■ **WHAT THE TASK REQUIRES**
Repeat the data exactly, with every line included.

■ **LISTED ENTRIES**
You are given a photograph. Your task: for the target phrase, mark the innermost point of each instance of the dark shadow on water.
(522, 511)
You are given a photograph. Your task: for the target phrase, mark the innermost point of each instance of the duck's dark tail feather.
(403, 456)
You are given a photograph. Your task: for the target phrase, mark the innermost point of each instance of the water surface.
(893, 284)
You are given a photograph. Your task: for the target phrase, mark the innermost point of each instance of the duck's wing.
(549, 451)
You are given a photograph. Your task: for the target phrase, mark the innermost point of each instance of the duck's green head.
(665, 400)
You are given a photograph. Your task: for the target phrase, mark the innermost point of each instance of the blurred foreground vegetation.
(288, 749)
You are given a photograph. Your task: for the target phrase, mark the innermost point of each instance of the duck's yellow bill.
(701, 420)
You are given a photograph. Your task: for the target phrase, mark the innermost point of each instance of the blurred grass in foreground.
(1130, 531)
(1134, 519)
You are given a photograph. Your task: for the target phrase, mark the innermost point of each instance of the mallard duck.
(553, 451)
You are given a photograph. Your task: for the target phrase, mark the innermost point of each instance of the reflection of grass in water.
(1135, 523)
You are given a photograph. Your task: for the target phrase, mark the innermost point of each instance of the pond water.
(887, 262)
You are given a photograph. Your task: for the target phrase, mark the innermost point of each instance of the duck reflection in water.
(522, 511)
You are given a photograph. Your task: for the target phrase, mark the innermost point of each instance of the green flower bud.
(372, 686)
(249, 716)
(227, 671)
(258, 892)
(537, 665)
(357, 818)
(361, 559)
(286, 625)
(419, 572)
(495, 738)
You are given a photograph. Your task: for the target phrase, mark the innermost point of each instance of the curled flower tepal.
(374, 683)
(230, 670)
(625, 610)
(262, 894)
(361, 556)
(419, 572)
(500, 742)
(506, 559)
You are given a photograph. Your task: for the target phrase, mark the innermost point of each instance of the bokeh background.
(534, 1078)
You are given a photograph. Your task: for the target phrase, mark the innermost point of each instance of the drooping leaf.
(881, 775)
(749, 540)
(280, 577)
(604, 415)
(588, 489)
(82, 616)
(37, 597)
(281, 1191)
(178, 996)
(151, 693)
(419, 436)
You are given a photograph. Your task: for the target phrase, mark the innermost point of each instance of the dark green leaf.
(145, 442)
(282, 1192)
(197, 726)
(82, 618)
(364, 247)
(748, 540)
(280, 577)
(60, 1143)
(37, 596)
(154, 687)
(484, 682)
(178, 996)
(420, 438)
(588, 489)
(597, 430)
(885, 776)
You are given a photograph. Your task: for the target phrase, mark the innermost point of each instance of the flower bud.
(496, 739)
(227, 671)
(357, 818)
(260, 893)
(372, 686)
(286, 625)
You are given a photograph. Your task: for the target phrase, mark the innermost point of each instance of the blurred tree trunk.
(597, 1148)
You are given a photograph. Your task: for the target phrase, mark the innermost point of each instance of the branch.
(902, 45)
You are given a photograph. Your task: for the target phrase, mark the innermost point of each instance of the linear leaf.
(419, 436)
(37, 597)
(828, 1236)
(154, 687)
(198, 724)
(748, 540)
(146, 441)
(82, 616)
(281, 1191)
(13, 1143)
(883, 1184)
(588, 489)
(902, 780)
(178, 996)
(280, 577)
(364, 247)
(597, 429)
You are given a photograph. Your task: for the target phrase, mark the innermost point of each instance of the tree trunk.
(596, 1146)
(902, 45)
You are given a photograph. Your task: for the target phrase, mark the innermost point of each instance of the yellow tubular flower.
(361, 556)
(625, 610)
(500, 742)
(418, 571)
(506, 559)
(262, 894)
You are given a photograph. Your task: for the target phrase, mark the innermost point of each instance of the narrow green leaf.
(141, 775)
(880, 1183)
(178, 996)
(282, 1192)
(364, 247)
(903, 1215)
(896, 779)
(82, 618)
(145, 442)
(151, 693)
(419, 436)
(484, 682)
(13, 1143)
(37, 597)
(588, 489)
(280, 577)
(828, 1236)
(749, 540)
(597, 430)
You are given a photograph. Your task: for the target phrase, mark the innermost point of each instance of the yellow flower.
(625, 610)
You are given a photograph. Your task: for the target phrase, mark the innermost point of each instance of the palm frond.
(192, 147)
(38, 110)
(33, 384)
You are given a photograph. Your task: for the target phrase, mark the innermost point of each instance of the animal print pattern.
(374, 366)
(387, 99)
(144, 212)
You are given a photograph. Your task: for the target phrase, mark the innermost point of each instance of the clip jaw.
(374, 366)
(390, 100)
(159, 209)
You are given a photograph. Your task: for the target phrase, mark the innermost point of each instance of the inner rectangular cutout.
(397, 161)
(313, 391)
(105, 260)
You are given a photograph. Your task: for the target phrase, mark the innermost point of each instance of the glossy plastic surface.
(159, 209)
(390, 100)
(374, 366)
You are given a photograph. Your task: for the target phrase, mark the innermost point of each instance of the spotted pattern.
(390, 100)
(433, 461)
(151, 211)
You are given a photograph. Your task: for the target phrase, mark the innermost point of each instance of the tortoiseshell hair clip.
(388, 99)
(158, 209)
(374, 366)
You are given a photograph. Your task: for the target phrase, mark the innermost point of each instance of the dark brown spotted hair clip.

■ **RESPONSE BOX**
You are given a photograph. Your task: for the target phrase, mark the innermost point of each instance of the dark shadow on water.
(522, 511)
You are given a photograph. Your task: for the target phrase, mark the innermost point of each instance of the duck's dark tail feather.
(403, 456)
You are given a photograph. Your task: for the target phrase, mark the innermost point of each instance of the water surface.
(893, 284)
You are given a photograph. Your task: for the target phrase, mark the innermost point of each instance of the duck's wing.
(549, 451)
You are given a photograph. Your task: for the target phrase, mark the innermost point of each instance of the duck's green head.
(665, 400)
You are given a photograph. Your task: for the target phrase, mark the innermost point of each instance of the blurred foreground vegetation.
(288, 749)
You are given a photograph. Your task: for the target phrase, mark the innermost point of each instance of the duck's yellow bill.
(701, 420)
You are given a photograph. Your task: for the target phrase, mark the innermost point of each instance of the blurred grass in foreground.
(1130, 531)
(1134, 519)
You are given a photograph. Your task: for the target phrase, mark the innermost point of each instance of the mallard duck.
(553, 451)
You are given a photograph. Your task: for the target phrase, mark the innermost point of each instance of the reflection of grass in water.
(1135, 523)
You are given a photograph. Your task: for the target phrase, mark the innermost point of each instance of the pond water.
(887, 262)
You are given a photograph. Your task: for the target phrase, mark the innermost point of each instance of the duck reflection in water.
(522, 511)
You are given a photograph. Your task: for the target phrase, mark the innermost point of each instance of the green flower bud.
(372, 686)
(249, 716)
(227, 671)
(258, 892)
(537, 665)
(357, 818)
(361, 559)
(286, 625)
(419, 572)
(495, 738)
You are given a photograph. Your task: for the target phrase, mark the innermost point of each instance of the curled flower tepal.
(374, 683)
(230, 670)
(625, 610)
(262, 894)
(361, 556)
(419, 572)
(500, 742)
(506, 559)
You are given a photograph. Your task: for the target phrase, mark the innermost point of each instance of the bokeh background.
(534, 1078)
You are given a photograph. Your task: for the target phrase, mark the innermost point of each instance of the drooping leaf.
(881, 775)
(749, 540)
(280, 577)
(604, 415)
(588, 489)
(82, 616)
(37, 597)
(281, 1191)
(178, 996)
(151, 693)
(419, 436)
You are given a photograph. Your task: for the target phrase, mark the innermost point of each instance of the dark green leaf.
(145, 442)
(282, 1192)
(197, 726)
(82, 618)
(364, 247)
(748, 540)
(280, 577)
(60, 1143)
(37, 596)
(154, 687)
(484, 682)
(178, 996)
(420, 438)
(588, 489)
(597, 430)
(885, 776)
You are given a photograph. Your task: for the target phrase, mark the innermost point of each instance of the flower bud.
(496, 739)
(227, 671)
(357, 818)
(260, 893)
(372, 686)
(286, 625)
You are given a photograph. Your task: for the target phrase, mark the innermost point of each instance of the blurred tree trunk.
(597, 1148)
You are given a photograph. Your task: for the target phrase, mark the innermost point of each instance of the branch.
(902, 45)
You are given a photograph. Your task: for the target phrase, mark the innermost point of each instance of the linear leaf.
(419, 436)
(37, 597)
(828, 1236)
(154, 687)
(198, 724)
(748, 540)
(146, 441)
(82, 616)
(281, 1191)
(13, 1143)
(883, 1184)
(588, 489)
(902, 780)
(178, 996)
(280, 577)
(364, 247)
(597, 429)
You are given a photograph. Your task: for the target phrase, mark the innermost point of each instance of the tree trunk.
(596, 1146)
(902, 45)
You are given a photograph. Your task: for the target phrase, mark the innermost point of each instance of the yellow tubular flower.
(361, 556)
(625, 610)
(500, 742)
(418, 571)
(506, 559)
(262, 894)
You are given a photograph. Your task: for the target phrase, mark the innermost point of each instance of the narrow green leaf.
(141, 775)
(880, 1183)
(178, 996)
(282, 1192)
(364, 247)
(903, 1215)
(896, 779)
(82, 618)
(145, 442)
(151, 693)
(419, 436)
(484, 682)
(13, 1143)
(37, 597)
(588, 489)
(280, 577)
(828, 1236)
(749, 540)
(597, 430)
You are given a photograph. Your task: for the target phrase, mark the innermost point of each instance of the yellow flower.
(625, 610)
You are given a photograph. Your task: for the target phrase, mark the innermost point of each instance of the palm frond.
(192, 147)
(38, 110)
(33, 384)
You are given a photograph. Your task: for the target phrase, mark the innermost point of each instance of the animal print pattern.
(374, 366)
(387, 99)
(144, 212)
You are given a photograph. Your task: for the target phrase, mark the innermost point of each instance of the clip jaw.
(374, 366)
(390, 100)
(159, 209)
You are given a photograph. Your task: for the target phrase, mark the innermost point of each instance of the inner rectangular cutout.
(397, 161)
(313, 391)
(105, 260)
You are given a photograph. Your task: for the target phrase, mark the innermost point of each instance of the glossy plastic surface.
(159, 209)
(390, 100)
(374, 366)
You are given a photograph. Your task: for the target phrase, mark the innermost point of each instance of the spotted pattern.
(390, 100)
(433, 461)
(151, 211)
You are given a photograph. Your task: for the target phrase, mark the innermost point of each instance of the tortoiseshell hair clip.
(388, 99)
(158, 209)
(374, 366)
You are given a photograph. Your task: for the target phrase, mark the innermost point of each instance of the dark brown spotted hair clip.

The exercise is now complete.